## DOCUMENT SEGMENT
....................

![]() Originally published under the title, “How Will the New Social Psychology Affect Military Action?” |
[Ed: History shows that in large-degree bear markets, second negative mood phases, not first negative mood phases, tend to produce major wars. Yet even first phases bring plenty of risks. In this February 2012 report, socionomist Alan Hall sketches those risks – such as cyber warfare, bioterror, and drone attacks – that we could face during the rest of the current initial Supercycle decline that began in 2000.]
Why Big Initial Declines Tend NOT to Produce Major Wars
As you can see from Figure 1, none of these first waves produced major wars. In Chapter 16 of The Wave Principle of Human Social Behavior (1999), Robert Prechter hypothesized why this is the case:
Apparently society handles the first retrenchment in social mood, no matter how severe. “A” waves surprise optimistic people, who are unprepared and unwilling to wage war. It is the second drop that makes a sufficient number of increasingly stressed people angry enough to attack others militarily.1
We hypothesize that during the first downtrend people are too busy adapting to the stunning financial setbacks to organize all-out war.
As concern for matters at home begins to dominate, people care less for expensive military excursions overseas. The U.S. and the U.K. have the world’s largest and third-largest defense industries, and both say they plan to cut military spending in coming years….
… The Risks We Face in Wave (a)
As animosity rises and military budgets fall, expect even more belligerence-on-the-cheap. Verbal threats, espionage, trade wars, financial conflicts, internal terrorism, cyber attacks, authoritarian clashes, border conflicts, drone attacks and anti-satellite attacks should all increase.

....................

## INSTRUCTIONS
- A) Decide whether each statement below agrees with the article on mood and war, answering yes or no and quoting the deciding words. (i) The article places Robert Prechter's hypothesis in Chapter 16 of The Wave Principle of Human Social Behavior. (ii) The article states that the U.S. and the U.K. plan to raise military spending. (iii) The article dates the start of the current initial Supercycle decline to 2000.
- B) Please duplicate everything from "As concern for" down to "in coming years…." in the article on mood and war.

Dataset entries:
....................

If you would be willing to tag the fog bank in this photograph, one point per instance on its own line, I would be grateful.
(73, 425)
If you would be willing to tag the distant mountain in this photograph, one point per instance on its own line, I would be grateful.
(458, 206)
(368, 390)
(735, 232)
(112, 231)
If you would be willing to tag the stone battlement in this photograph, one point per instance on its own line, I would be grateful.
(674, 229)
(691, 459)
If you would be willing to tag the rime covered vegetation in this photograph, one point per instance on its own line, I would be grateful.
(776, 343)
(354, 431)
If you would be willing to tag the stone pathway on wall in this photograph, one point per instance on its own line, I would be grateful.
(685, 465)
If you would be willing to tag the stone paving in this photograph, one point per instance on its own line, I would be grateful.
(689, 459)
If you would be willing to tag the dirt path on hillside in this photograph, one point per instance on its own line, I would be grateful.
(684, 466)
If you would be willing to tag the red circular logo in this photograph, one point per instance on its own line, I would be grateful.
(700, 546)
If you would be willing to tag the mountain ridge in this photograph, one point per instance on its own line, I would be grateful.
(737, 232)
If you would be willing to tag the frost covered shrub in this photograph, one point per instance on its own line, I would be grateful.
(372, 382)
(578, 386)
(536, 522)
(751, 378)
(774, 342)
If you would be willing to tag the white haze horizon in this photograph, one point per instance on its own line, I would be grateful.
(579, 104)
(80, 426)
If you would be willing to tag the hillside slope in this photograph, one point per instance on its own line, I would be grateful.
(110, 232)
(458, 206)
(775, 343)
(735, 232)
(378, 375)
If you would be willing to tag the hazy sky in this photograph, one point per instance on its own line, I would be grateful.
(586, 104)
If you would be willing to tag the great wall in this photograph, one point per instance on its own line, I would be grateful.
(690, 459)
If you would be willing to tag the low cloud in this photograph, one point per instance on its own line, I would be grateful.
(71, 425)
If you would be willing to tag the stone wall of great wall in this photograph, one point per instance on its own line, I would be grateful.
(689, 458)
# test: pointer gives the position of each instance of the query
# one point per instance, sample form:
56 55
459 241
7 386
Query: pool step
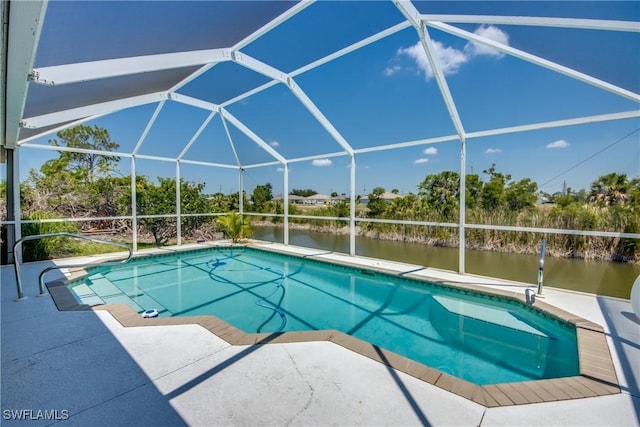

....................

## ANSWER SECTION
- A)
(i) Yes: "In Chapter 16 of The Wave Principle of Human Social Behavior (1999), Robert Prechter hypothesized why this is the case"
(ii) No: "both say they plan to cut military spending in coming years"
(iii) Yes: "the current initial Supercycle decline that began in 2000"

- B)
As concern for matters at home begins to dominate, people care less for expensive military excursions overseas. The U.S. and the U.K. have the world’s largest and third-largest defense industries, and both say they plan to cut military spending in coming years….